** Task to carry out **
In the material below, find each line with the word "plant" and list it.

** Records supplied **
━━━━━━
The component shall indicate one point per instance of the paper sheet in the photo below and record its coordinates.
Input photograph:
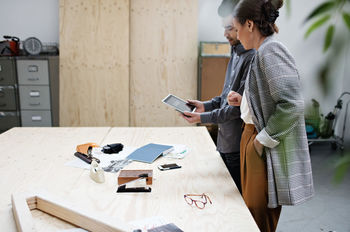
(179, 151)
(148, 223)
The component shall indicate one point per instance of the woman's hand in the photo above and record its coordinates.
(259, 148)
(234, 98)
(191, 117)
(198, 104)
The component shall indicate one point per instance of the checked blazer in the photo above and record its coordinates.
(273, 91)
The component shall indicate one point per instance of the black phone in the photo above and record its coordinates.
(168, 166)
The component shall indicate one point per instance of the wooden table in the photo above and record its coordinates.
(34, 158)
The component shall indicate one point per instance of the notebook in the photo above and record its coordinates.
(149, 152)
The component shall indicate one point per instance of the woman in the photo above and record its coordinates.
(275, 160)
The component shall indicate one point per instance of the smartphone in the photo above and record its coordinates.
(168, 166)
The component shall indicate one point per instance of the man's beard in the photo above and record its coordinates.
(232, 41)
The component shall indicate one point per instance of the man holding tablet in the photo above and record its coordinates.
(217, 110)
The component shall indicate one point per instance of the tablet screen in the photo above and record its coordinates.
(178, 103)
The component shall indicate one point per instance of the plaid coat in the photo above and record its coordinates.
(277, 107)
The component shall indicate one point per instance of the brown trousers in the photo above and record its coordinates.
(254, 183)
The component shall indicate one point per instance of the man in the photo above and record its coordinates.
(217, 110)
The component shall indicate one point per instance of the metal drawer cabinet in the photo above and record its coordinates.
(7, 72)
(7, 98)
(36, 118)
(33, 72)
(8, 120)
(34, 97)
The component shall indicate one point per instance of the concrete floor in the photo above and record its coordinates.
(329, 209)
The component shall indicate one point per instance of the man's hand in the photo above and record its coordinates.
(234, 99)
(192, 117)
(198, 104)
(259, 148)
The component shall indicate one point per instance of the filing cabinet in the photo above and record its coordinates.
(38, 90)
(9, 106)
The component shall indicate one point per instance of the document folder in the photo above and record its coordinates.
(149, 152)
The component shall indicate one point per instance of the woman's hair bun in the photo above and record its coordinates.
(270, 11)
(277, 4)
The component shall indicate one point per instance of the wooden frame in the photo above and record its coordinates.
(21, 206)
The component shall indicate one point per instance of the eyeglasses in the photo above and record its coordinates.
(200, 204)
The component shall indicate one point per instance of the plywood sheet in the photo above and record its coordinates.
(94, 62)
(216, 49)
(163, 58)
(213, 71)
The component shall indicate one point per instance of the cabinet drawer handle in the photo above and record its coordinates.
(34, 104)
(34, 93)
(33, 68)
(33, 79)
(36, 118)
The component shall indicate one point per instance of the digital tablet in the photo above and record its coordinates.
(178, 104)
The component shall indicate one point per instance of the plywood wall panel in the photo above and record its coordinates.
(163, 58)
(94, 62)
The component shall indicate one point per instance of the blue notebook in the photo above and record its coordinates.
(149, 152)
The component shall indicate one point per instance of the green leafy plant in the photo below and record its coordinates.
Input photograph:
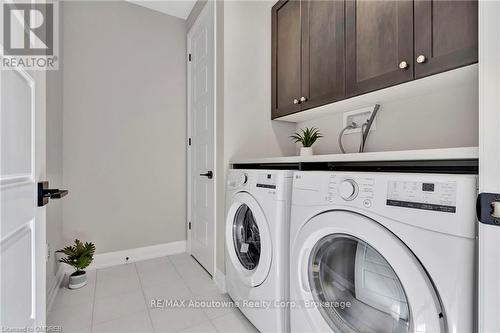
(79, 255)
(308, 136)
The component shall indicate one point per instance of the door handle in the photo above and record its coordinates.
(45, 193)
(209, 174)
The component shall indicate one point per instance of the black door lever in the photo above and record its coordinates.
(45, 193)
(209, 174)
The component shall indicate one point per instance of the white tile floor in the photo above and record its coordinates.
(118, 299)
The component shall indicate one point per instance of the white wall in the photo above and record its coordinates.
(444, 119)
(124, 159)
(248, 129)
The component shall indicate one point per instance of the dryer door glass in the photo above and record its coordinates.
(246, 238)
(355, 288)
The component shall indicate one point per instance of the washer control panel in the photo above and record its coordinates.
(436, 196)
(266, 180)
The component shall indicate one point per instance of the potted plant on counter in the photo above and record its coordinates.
━━━━━━
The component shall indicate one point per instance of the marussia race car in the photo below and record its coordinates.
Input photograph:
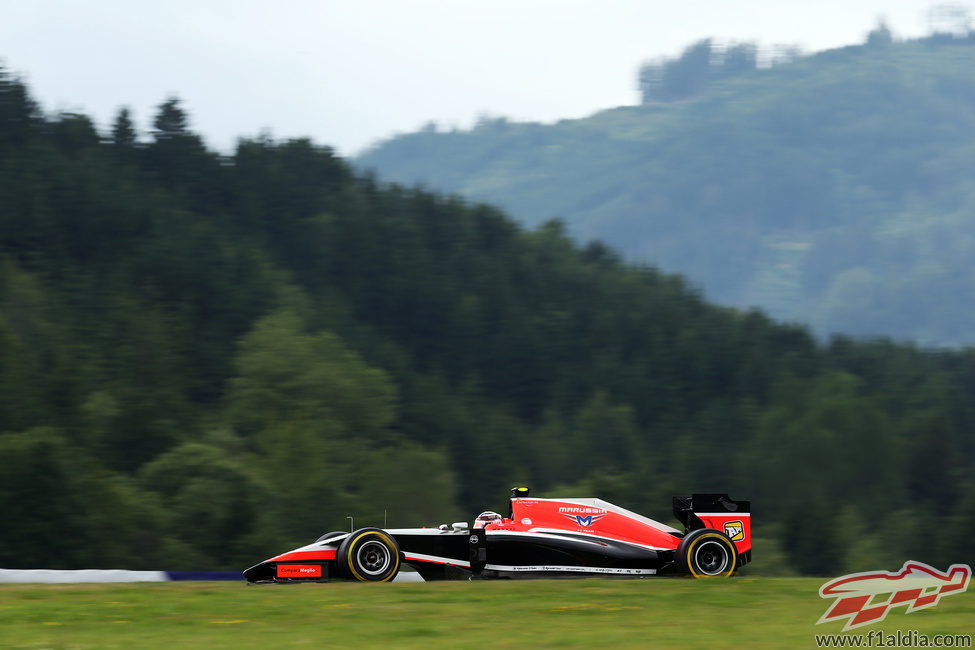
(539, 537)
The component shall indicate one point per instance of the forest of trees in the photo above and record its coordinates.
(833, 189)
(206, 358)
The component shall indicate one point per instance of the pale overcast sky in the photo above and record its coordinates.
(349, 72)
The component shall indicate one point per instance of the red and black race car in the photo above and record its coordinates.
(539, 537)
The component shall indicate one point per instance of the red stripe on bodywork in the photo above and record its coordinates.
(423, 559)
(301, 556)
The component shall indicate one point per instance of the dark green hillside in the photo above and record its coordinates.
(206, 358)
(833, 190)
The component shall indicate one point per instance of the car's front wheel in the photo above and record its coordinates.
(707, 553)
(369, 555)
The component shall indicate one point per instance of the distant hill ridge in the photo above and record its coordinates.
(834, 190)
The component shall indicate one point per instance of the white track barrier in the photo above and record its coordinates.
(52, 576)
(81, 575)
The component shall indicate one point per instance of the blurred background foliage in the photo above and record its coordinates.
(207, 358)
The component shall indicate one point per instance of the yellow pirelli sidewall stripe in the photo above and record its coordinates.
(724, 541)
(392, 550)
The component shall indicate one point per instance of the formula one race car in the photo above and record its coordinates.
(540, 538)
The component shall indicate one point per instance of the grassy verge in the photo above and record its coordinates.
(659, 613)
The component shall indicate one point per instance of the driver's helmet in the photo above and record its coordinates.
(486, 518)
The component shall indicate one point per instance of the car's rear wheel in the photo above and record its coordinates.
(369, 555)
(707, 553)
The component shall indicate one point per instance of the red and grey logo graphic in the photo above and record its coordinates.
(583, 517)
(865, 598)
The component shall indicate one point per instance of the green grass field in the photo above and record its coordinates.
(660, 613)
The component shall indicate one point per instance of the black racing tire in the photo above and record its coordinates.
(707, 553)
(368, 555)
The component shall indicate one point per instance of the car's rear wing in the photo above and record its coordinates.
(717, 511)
━━━━━━
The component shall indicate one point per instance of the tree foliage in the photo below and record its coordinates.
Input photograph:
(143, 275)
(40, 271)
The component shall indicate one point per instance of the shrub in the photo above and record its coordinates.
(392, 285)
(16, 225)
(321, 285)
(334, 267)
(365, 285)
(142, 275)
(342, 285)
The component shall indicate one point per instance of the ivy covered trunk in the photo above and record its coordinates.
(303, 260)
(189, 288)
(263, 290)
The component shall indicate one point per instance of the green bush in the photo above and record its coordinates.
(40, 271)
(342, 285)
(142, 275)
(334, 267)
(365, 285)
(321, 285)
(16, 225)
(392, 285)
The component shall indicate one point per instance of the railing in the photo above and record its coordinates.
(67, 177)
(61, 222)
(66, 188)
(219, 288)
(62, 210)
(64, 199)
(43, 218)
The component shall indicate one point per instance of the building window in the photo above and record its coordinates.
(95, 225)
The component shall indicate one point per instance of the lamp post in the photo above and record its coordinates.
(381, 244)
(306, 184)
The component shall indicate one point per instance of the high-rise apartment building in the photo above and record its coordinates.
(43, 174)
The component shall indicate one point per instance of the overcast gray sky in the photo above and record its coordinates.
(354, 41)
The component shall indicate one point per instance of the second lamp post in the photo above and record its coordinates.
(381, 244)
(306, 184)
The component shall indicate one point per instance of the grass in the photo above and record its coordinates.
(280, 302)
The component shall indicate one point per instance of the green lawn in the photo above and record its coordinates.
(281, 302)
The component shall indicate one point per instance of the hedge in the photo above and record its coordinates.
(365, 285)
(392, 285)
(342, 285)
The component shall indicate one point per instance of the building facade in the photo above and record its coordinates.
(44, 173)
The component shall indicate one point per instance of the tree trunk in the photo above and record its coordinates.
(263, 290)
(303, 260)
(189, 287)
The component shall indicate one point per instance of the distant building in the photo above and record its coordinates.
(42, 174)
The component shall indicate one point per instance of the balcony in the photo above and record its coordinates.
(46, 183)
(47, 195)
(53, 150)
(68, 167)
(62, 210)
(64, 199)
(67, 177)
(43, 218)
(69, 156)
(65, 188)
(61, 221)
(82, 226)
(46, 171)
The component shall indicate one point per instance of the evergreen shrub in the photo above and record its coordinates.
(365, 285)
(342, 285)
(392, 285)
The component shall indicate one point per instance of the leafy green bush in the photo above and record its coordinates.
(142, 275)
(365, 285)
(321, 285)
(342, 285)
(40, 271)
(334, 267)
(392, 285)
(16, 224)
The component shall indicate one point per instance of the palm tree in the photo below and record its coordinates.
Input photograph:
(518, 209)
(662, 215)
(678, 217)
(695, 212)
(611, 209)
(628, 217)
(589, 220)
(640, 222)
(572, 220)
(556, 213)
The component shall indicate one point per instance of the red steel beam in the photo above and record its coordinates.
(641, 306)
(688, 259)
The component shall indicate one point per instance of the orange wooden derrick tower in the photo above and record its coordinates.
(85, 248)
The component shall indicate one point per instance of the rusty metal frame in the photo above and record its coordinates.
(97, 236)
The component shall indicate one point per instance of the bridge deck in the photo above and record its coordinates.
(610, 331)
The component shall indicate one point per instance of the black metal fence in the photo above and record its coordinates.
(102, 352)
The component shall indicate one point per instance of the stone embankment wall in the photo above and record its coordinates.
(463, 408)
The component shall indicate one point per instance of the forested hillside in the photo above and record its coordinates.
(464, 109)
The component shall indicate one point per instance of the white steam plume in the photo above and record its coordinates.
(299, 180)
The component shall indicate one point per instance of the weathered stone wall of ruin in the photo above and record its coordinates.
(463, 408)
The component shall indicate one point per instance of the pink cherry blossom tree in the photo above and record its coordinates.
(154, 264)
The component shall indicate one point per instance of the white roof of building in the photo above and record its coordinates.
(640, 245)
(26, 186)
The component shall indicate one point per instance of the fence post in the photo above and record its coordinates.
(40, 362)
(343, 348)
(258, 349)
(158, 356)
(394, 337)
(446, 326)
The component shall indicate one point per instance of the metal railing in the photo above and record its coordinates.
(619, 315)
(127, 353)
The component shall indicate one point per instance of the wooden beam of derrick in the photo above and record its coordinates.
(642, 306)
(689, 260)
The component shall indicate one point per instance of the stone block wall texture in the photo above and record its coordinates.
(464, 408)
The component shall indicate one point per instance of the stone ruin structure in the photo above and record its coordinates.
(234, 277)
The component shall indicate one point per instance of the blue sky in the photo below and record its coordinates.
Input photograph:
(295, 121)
━━━━━━
** Exercise answer **
The component shall indicate one point per instance of the green leafy plant in the photo below and record its coordinates.
The component shall indicate one point per instance of the potted plant on counter in the photo above and record its coordinates.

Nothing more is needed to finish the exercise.